Task goal:
Locate every line in the entries below that contains the string "dark" and copy each of those lines. Letter case must match.

Records to process:
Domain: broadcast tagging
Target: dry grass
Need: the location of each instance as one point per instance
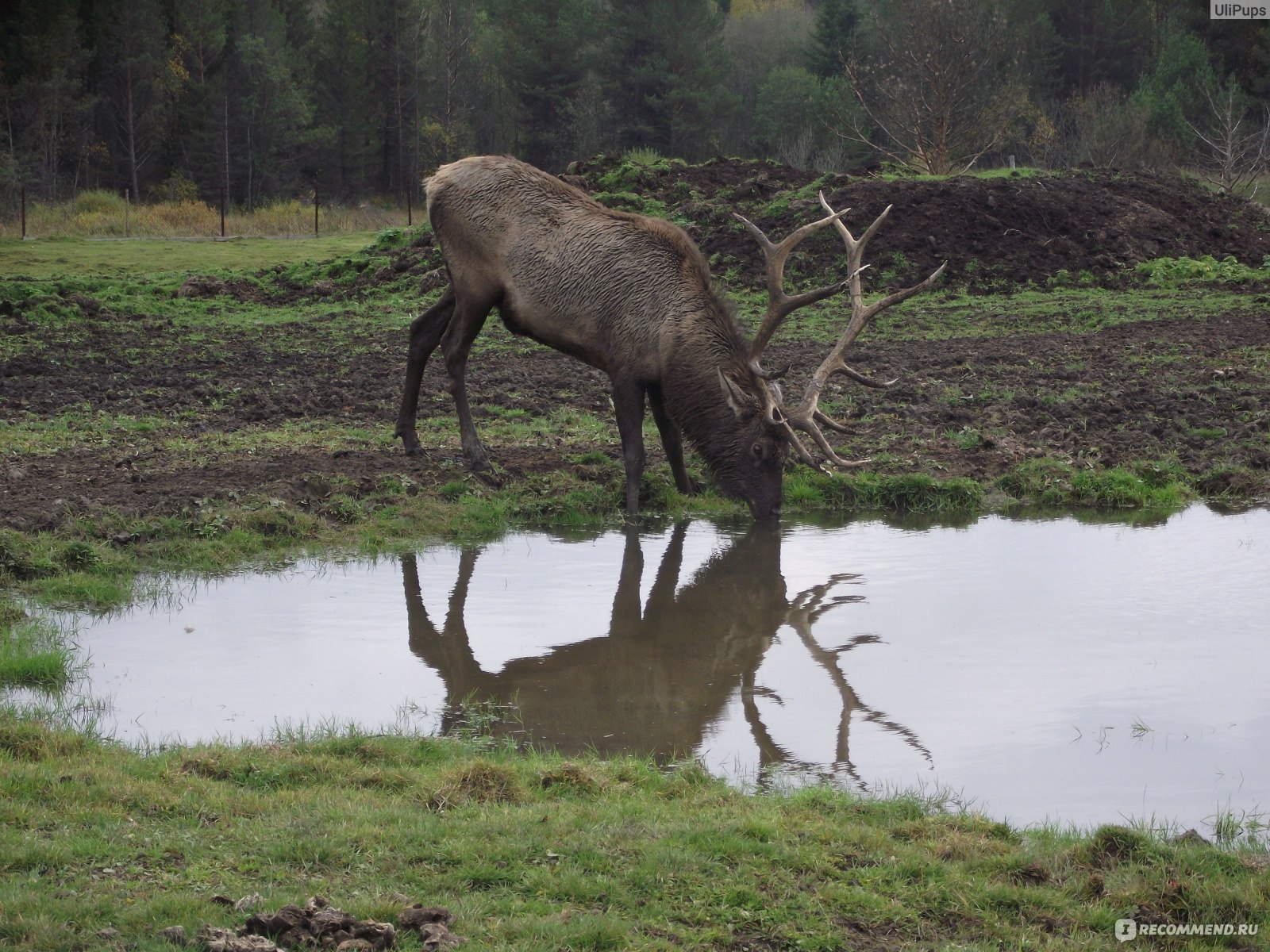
==
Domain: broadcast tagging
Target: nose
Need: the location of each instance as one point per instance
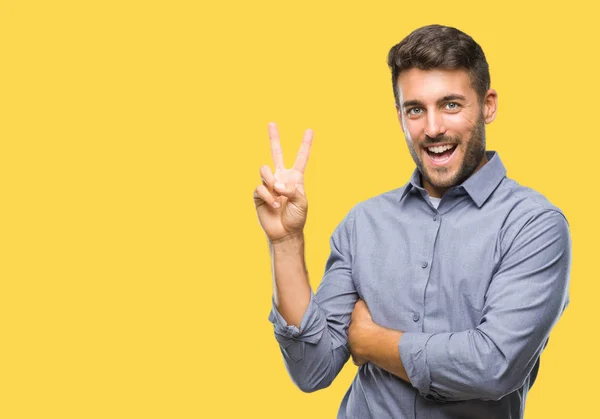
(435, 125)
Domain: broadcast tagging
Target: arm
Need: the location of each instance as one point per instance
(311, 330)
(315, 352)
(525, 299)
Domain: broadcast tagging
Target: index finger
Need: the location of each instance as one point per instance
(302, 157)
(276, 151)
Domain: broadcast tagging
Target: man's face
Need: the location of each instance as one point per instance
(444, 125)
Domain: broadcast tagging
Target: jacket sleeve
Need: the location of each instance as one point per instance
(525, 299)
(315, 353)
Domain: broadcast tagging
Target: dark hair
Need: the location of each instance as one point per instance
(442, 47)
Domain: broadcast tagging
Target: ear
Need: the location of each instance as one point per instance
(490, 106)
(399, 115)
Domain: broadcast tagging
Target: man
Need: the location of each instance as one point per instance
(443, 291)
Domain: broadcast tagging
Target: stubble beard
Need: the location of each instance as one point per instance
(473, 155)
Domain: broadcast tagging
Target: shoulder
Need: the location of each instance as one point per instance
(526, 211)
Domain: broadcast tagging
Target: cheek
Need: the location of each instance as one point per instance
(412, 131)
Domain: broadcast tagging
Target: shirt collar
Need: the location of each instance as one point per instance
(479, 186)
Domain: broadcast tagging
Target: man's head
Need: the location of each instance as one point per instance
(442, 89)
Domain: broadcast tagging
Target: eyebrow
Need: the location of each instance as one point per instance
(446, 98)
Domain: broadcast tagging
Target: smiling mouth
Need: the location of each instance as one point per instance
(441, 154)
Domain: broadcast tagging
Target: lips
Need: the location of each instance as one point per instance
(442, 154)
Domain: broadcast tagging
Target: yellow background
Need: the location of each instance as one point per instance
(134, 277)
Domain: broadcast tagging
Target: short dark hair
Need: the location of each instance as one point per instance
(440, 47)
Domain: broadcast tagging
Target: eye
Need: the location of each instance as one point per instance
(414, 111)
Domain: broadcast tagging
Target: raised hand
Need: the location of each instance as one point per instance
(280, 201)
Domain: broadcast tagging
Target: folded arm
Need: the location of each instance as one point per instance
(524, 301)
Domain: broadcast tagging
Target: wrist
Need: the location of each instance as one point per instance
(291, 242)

Answer to this problem:
Target: dark hair
Target: short dark hair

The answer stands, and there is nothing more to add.